Position annotation records

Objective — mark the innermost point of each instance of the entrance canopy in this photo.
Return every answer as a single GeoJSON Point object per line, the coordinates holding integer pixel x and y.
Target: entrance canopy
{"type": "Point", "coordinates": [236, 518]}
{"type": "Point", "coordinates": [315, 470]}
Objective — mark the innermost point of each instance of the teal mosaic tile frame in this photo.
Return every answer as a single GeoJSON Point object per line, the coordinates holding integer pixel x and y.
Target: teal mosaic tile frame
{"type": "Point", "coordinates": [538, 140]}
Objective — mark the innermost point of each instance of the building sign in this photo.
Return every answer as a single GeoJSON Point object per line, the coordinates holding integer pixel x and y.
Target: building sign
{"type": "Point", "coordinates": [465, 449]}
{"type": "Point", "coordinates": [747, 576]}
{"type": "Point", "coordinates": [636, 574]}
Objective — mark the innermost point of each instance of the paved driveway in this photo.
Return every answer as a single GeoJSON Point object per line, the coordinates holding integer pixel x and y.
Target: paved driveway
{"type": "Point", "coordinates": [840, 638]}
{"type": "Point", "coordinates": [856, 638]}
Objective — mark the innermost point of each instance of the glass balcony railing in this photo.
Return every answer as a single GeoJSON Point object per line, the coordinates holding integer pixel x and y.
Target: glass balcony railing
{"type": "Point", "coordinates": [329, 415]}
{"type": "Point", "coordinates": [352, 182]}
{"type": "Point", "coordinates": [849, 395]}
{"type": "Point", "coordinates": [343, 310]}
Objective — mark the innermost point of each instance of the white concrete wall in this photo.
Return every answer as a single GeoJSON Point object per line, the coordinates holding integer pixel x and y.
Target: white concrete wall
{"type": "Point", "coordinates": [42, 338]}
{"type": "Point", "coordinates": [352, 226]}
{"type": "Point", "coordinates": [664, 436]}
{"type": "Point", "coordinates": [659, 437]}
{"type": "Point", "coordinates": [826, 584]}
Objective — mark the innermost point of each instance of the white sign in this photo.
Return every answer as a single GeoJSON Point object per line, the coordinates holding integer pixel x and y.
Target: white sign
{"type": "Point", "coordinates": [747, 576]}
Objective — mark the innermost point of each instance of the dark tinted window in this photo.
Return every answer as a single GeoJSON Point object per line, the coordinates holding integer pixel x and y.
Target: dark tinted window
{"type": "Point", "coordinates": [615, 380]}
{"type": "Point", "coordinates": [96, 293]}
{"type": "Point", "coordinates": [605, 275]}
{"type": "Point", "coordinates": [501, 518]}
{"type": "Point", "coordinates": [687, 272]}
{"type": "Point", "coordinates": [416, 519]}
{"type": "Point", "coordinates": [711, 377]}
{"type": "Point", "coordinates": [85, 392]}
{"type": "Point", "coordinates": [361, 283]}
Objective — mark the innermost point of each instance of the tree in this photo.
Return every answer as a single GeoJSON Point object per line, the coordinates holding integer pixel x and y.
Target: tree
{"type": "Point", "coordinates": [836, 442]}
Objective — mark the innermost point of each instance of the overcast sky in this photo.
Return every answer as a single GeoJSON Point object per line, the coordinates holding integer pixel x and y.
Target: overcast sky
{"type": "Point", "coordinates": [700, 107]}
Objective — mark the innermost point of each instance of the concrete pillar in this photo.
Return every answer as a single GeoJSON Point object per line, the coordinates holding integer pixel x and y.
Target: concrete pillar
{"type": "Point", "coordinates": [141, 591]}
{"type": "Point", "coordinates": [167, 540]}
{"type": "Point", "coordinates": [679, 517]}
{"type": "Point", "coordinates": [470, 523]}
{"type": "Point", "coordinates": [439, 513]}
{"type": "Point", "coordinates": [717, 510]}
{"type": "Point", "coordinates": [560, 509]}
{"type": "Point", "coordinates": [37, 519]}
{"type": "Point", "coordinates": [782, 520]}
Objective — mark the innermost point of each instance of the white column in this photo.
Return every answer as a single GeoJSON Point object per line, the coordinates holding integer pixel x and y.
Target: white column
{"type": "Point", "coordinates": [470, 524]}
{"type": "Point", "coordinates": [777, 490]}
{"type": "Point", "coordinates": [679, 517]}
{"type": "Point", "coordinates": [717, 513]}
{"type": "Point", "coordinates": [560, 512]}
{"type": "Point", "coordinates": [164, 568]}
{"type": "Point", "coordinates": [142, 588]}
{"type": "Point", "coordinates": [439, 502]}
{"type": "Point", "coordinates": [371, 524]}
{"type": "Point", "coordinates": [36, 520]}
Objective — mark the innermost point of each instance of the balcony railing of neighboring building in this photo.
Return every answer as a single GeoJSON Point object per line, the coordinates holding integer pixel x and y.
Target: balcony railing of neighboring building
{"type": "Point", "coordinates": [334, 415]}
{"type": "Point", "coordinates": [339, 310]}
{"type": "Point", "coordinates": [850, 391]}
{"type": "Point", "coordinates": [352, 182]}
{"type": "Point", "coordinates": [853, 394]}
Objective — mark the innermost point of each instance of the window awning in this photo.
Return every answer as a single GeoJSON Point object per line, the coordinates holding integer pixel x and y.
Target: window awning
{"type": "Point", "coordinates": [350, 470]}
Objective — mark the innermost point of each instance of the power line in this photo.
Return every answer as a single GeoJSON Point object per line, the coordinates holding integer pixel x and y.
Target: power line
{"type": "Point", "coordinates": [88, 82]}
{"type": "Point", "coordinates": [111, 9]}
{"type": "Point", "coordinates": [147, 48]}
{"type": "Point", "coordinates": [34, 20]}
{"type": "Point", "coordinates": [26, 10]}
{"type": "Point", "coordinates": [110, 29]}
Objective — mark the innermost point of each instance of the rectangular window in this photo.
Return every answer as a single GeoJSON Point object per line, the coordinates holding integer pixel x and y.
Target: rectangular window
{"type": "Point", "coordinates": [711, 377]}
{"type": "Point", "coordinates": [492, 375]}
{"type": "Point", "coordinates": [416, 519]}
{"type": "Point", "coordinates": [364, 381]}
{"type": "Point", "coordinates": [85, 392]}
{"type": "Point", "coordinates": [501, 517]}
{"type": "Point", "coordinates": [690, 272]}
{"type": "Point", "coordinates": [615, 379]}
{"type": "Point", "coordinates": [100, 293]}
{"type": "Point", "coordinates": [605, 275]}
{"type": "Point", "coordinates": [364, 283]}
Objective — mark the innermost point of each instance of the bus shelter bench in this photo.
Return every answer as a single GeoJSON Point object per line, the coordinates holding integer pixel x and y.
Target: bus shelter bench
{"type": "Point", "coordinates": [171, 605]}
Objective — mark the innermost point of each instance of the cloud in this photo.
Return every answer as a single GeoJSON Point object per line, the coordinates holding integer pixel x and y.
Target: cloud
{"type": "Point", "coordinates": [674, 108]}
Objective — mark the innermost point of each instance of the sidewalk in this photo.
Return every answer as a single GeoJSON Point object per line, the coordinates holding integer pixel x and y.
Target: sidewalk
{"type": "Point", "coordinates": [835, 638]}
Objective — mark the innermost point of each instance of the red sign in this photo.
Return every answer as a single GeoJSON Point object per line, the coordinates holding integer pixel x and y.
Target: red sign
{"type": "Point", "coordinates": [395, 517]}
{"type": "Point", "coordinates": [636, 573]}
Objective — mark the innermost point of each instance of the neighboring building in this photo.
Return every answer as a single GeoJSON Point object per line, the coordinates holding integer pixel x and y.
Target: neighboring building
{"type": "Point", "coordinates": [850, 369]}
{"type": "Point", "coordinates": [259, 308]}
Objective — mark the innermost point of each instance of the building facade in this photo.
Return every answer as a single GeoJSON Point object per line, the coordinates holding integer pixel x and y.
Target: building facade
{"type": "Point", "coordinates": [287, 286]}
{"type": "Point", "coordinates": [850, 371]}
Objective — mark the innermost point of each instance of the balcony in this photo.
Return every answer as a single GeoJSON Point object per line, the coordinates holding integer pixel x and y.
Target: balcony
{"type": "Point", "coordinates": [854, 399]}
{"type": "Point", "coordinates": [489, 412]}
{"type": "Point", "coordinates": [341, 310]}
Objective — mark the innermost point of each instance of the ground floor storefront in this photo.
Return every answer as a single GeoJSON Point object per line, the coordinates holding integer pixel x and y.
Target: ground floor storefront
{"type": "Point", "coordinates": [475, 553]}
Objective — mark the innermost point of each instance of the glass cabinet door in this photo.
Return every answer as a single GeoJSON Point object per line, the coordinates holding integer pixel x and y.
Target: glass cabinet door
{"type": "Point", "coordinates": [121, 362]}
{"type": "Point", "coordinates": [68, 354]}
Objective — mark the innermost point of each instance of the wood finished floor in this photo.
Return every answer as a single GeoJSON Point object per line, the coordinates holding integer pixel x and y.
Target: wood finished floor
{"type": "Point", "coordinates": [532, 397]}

WHAT YOU HAVE TO DO:
Reproduce nothing but the lines from the line containing "storefront in this photo." to the last line of the data, each exactly as written.

ANSWER TO THE EXERCISE:
Objective — mark the innermost point of each instance of the ground floor storefront in this photo.
Return every answer as a single GeoJSON Point object per line, the coordinates holding integer pixel x and y.
Target: ground floor storefront
{"type": "Point", "coordinates": [475, 553]}
Objective — mark the innermost point of each instance of the glass cabinet door in this photo.
Return every answer as a single GeoJSON Point object per line, the coordinates holding integer pixel x and y.
Target: glass cabinet door
{"type": "Point", "coordinates": [121, 362]}
{"type": "Point", "coordinates": [68, 354]}
Objective — mark the innermost point of each instance of the wood finished floor in this photo.
Return every answer as a single GeoJSON Point object per line, the coordinates holding integer pixel x and y.
Target: wood finished floor
{"type": "Point", "coordinates": [532, 397]}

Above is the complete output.